** DOCUMENT **
>>>
I compared the logs from builds of my iOS test project in Xcode 14.3.1 vs. 15.1, and noted that for Xcode 15.1 the command line used to compile the Algorithms module has several extra switches

-suppress-warnings
-validate-clang-modules-once
-clang-build-session-file
-emit-const-values
-const-gather-protocols-file

so I'd like to see if any of these could be the cause of the problem.

I'd also like to repeat my binary search through the Swift 5.9 development tags, now that I know how to get reliable results from my test.

And I'd like to study the implementation of swift run to see if there are any obvious explanations there.

I've been working with a more minimal reproducible case which eliminates SPM. It's this command-line macOS program

$ egrep -v "^\/\/" main.swift

import Foundation

final class Thing {}

let twoNewThings = [Thing()].compacted() + [Thing()]
print(twoNewThings.description)

compiled with Compacted.swift copied from swift-algorithms. Using Xcode 15.2 Beta released on 2023-12-12

$ /Applications/Xcode-15.2.0-Beta.app/Contents/Developer/Toolchains/XcodeDefault.xctoolchain/usr/bin/swiftc -version
swift-driver version: 1.87.3 Apple Swift version 5.9.2 (swiftlang-5.9.2.2.56 clang-1500.1.0.2.5)
Target: arm64-apple-macosx14.0

building without optimization produces a binary that doesn't crash

$ /Applications/Xcode-15.2.0-Beta.app/Contents/Developer/Toolchains/XcodeDefault.xctoolchain/usr/bin/swiftc -sdk /Applications/Xcode-15.2.0-Beta.app/Contents/Developer/Platforms/MacOSX.platform/Developer/SDKs/MacOSX14.2.sdk main.swift Compacted.swift
$ ./main 
[main.Thing, main.Thing]

But building with -O -whole-module-optimization produces a binary that reproduces the crash.
<<<
** GIVEN EXERCISE 1 **
Write down the passage of the Swift build crash post between "I compared the" and "of the problem.", inclusive.
** GIVEN EXERCISE 2 **
Pick up the Swift build crash post after its final sentence and write the next part.

(Stored data entries)
>>>
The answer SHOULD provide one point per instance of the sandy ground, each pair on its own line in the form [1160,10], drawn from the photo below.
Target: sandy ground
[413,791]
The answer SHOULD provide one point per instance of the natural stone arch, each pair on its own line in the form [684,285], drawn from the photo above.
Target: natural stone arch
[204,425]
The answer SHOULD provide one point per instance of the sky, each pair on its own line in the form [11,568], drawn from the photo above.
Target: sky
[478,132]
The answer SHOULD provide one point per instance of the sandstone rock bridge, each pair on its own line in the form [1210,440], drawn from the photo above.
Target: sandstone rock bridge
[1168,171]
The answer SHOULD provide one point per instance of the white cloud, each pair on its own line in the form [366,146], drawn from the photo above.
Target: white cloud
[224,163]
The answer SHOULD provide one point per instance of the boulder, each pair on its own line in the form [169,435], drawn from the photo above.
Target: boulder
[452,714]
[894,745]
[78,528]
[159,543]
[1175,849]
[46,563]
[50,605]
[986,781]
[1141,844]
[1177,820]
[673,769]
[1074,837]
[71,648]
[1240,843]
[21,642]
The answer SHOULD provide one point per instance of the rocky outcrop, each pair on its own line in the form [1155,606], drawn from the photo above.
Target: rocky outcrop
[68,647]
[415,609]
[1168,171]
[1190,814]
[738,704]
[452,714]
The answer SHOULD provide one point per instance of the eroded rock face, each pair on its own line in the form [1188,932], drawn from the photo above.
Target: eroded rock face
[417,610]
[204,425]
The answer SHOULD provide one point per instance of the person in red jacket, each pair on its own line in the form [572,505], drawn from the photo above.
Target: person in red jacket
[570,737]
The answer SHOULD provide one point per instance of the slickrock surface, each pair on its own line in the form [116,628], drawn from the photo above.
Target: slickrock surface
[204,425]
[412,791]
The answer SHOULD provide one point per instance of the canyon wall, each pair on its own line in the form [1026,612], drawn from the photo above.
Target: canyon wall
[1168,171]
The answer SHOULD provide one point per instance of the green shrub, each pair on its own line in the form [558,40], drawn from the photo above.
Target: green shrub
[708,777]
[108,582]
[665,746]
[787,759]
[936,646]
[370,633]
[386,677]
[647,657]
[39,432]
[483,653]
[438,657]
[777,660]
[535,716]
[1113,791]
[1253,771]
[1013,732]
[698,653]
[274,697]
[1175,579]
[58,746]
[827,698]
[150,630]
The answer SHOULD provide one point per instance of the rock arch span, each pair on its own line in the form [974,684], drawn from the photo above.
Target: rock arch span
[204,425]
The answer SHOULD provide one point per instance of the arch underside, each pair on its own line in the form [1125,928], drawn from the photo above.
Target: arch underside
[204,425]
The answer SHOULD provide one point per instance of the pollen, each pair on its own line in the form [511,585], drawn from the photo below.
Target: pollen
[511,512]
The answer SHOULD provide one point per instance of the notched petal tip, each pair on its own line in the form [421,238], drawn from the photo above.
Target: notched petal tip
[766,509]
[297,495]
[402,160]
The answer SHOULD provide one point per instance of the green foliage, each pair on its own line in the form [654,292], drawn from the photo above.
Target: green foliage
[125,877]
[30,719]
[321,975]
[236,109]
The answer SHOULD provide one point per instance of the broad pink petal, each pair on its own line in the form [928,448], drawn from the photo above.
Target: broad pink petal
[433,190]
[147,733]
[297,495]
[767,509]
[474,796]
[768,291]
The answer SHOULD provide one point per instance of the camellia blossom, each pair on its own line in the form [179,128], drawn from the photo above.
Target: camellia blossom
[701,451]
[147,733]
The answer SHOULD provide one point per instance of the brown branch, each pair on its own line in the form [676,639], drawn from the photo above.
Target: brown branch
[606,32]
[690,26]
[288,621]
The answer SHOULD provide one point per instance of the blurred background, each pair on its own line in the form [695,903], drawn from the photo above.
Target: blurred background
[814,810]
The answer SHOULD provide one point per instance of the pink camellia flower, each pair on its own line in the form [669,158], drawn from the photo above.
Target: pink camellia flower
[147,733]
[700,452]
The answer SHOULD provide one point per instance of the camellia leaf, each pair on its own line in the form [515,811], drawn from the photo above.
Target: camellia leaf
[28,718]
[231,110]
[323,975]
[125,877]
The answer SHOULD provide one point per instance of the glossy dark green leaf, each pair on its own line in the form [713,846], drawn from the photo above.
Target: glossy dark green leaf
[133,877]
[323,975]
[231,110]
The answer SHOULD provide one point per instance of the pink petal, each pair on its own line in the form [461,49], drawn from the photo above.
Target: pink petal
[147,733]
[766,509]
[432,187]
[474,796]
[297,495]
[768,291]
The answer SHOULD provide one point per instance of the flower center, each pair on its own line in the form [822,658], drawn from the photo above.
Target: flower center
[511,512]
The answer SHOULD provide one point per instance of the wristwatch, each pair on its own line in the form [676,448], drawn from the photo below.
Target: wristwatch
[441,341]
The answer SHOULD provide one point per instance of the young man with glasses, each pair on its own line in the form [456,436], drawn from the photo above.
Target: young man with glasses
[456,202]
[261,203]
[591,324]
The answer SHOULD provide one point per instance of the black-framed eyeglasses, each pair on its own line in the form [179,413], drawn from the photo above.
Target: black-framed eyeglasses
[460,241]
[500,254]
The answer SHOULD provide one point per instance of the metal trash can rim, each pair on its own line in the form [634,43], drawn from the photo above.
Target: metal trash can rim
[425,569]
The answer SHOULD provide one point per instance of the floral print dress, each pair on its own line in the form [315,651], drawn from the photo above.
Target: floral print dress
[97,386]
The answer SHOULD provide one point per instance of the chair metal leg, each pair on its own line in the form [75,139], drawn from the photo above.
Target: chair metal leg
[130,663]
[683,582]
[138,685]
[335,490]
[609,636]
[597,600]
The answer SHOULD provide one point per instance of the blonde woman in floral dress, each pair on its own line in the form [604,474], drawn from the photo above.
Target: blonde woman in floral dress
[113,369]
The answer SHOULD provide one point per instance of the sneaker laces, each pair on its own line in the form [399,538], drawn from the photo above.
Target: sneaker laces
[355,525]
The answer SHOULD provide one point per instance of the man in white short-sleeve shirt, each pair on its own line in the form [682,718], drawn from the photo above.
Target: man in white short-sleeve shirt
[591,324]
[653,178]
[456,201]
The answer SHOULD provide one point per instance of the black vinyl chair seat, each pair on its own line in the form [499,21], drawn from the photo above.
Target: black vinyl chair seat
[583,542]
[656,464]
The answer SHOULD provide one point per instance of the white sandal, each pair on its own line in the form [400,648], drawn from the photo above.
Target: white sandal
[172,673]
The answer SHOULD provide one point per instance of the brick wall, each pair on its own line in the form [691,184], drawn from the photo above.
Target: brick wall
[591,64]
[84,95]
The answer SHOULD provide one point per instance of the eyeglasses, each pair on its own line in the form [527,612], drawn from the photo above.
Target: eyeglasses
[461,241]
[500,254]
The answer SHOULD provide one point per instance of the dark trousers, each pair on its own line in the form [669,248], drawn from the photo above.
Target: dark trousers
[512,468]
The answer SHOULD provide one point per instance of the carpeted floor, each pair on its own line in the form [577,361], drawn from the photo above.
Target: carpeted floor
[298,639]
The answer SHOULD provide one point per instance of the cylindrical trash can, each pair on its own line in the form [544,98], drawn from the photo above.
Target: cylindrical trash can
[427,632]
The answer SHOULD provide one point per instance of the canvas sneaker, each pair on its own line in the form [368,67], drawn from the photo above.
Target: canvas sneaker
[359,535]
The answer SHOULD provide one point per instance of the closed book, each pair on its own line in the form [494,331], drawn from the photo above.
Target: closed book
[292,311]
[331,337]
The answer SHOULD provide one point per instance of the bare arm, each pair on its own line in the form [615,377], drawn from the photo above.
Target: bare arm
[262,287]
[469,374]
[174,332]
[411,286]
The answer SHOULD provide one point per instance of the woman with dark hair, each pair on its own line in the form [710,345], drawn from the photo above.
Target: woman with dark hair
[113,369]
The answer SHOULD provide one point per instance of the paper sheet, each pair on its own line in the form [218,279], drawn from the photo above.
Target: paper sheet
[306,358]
<<<
** RESULT 1 **
I compared the logs from builds of my iOS test project in Xcode 14.3.1 vs. 15.1, and noted that for Xcode 15.1 the command line used to compile the Algorithms module has several extra switches

-suppress-warnings
-validate-clang-modules-once
-clang-build-session-file
-emit-const-values
-const-gather-protocols-file

so I'd like to see if any of these could be the cause of the problem.

** RESULT 2 **
$ /Applications/Xcode-15.2.0-Beta.app/Contents/Developer/Toolchains/XcodeDefault.xctoolchain/usr/bin/swiftc -sdk /Applications/Xcode-15.2.0-Beta.app/Contents/Developer/Platforms/MacOSX.platform/Developer/SDKs/MacOSX14.2.sdk main.swift Compacted.swift -O -whole-module-optimization
$ ./main 
[1]    40862 segmentation fault  ./main

The stack trace shows it's the same crash as with my iOS test case

(lldb) bt
* thread #1, queue = 'com.apple.main-thread', stop reason = EXC_BAD_ACCESS (code=1, address=0x1e)
  * frame #0: 0x00000001878ec48c libobjc.A.dylib`objc_opt_class + 48
    frame #1: 0x000000019793ca64 libswiftCore.dylib`swift_getObjectType + 208
    frame #2: 0x00000001978db06c libswiftCore.dylib`tryCast(swift::OpaqueValue*, swift::TargetMetadata<swift::InProcess> const*, swift::OpaqueValue*, swift::TargetMetadata<swift::InProcess> const*, swift::TargetMetadata<swift::InProcess> const*&, swift::TargetMetadata<swift::InProcess> const*&, bool, bool) + 1192
    frame #3: 0x00000001978db350 libswiftCore.dylib`tryCast(swift::OpaqueValue*, swift::TargetMetadata<swift::InProcess> const*, swift::OpaqueValue*, swift::TargetMetadata<swift::InProcess> const*, swift::TargetMetadata<swift::InProcess> const*&, swift::TargetMetadata<swift::InProcess> const*&, bool, bool) + 1932
    frame #4: 0x00000001978daa50 libswiftCore.dylib`swift_dynamicCast + 208
    frame #5: 0x0000000197628c98 libswiftCore.dylib`Swift._debugPrint_unlocked<τ_0_0, τ_0_1 where τ_0_1: Swift.TextOutputStream>(τ_0_0, inout τ_0_1) -> () + 228
    frame #6: 0x00000001976e983c libswiftCore.dylib`generic specialization <Swift.String> of Swift._debugPrint<τ_0_0 where τ_0_0: Swift.TextOutputStream>(_: Swift.Array<Any>, separator: Swift.String, terminator: Swift.String, to: inout τ_0_0) -> () + 160
    frame #7: 0x000000019757bee8 libswiftCore.dylib`merged Swift.Array.description.getter : Swift.String + 504
    frame #8: 0x0000000100002f24 main`main + 372
    frame #9: 0x00000001879250e0 dyld`start + 2360

The crash can also be reproduced using the toolchains and macOS SDKs from various other Xcode 15 releases I've tried, including Xcode 15.0 Beta, Xcode 15.0.1, and Xcode 15.1. It can't be reproduced with Xcode 14.3.1 or Xcode 14.2, even with -O -whole-module-optimization.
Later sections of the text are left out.